Document text:
=== Begin Enclosure ===

I should write a book – “The Making of a Current-Day Anglo-Catholic.”
One of the many reasons I moved away from the Evangelical/Pentecostal side of the Church and into a more liturgical/sacramental side (into The Episcopal Church) begins with what I foresaw in the later 1980’s as the co-opting of Evangelicalism by the American cultural phenomena of hyper-individualism. “It’s all about ME!” “Me and Jesus!” While lip-service is given to the communal nature of the Body of Christ, the reality is that the individual, even in the midst of a mega-church crowd, is focused on his/her self and concerned with what s/he “gets out of the service.” The consumeristic nature of modern American-Evangelical churches, the willingness to engage in schism, a worship service that is basically entertainment oriented (despite the denial of such an orientation).
This infection of American hyper-individualism in the Church will only lead to further overall ecclesial chaos and separation into ever smaller groups of narrowly focused and like-minded individuals, who will be willing to separate even more once they find yet another point of disagreement.
An essence of the “catholic” nature of the Church, this side of it anyway, is that we are bound to Christians past, present, and future, and that we as individuals and even as congregations or denominations are not isolated, are not self-sufficient, are not separate from the Great Cloud of Witnesses all around us. We, also, are not free to do whatever we want – we bring ourselves into the discipline of submission to continual-community within Tradition. This aspect of the Church universal, its “catholic” nature, is what draws me to Catholicism, particularly the Anglo-Catholic expression of it.

=== End Enclosure ===

Work order A: In the passage on becoming Anglo-Catholic, what reason does the writer give for leaving the Evangelical/Pentecostal side of the Church? Answer in one to three sentences.
Work order B: Go on with the passage on becoming Anglo-Catholic, starting after its final sentence.

Information provided:
=== Begin Enclosure ===

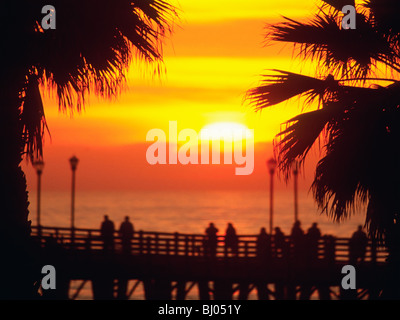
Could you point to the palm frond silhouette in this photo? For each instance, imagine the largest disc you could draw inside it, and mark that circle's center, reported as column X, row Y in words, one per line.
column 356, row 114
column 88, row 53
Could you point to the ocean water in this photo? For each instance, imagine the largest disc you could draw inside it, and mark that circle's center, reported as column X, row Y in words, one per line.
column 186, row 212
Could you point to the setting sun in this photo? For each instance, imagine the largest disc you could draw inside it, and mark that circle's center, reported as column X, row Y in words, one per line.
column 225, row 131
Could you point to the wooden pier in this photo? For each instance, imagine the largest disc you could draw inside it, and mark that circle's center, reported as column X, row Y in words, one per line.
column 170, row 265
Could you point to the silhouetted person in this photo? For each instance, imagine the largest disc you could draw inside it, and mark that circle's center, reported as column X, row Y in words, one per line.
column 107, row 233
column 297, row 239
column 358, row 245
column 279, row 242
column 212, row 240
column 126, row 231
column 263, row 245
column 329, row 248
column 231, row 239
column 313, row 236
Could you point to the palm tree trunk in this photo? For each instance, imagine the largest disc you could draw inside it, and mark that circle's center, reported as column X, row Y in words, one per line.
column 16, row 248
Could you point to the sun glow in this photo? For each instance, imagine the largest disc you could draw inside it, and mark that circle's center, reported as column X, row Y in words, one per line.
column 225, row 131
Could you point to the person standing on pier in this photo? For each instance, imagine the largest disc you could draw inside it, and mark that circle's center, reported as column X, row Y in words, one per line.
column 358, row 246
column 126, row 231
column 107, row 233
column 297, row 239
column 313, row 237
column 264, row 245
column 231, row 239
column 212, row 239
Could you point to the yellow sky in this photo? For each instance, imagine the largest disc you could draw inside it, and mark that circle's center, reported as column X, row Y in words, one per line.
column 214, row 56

=== End Enclosure ===
=== Begin Enclosure ===

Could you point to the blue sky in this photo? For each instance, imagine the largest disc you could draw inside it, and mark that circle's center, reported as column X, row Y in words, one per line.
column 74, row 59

=== End Enclosure ===
=== Begin Enclosure ===

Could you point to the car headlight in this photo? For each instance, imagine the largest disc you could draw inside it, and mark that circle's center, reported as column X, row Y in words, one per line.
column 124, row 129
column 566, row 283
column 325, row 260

=== End Enclosure ===

Exercise response A: The writer traces the move to seeing, in the later 1980s, Evangelicalism being co-opted by American hyper-individualism, in which each person focuses on self and on what they "get out of the service" despite lip-service to the communal Body of Christ. The writer also cites the consumeristic nature of these churches, their willingness to engage in schism, and worship that is basically oriented toward entertainment.

Exercise response B:
I am not on a path leading to the Church of Rome. I do not believe that in the Vatican is the final authority. This may smack of the same “individualism” that I am moving away from. But, I think in the various pendulum swings we go through the ecclesial structures of the Church of Rome long ago swung too far into the denial of the individual. Too much authority rests in the hands of too few men, and that authority is absolute if exercised.
In Anglicanism, in Anglo-Catholicism in particular, there is more of a balance between individualism and authoritarianism (is that the right word?), at least as I’ve experienced it thus far. There is the emphasis on the universal nature of the Church and our connection and responsibility to one another, but not to the point of demanding absolute conformity or obedience. I do know that in the current Church of Rome that there is no longer the draconian authoritarianism of times past.
So, I am in the process of becoming more “catholic.” I am being formed into an Anglo-Catholic. It is a very different way of approaching the faith, God, the Church, and one another than I experienced growing up within American-Evangelicalism. It also has some great implications concerning the controversies Anglicanism is wallowing in right now. It isn’t “all about me.” It isn’t even “all about us” as in just this part of the Anglican Communion – The Episcopal Church. There has to be balance, though, and an acknowledgement that some parts of the Church will begin the move toward right change before other parts are ready for such change.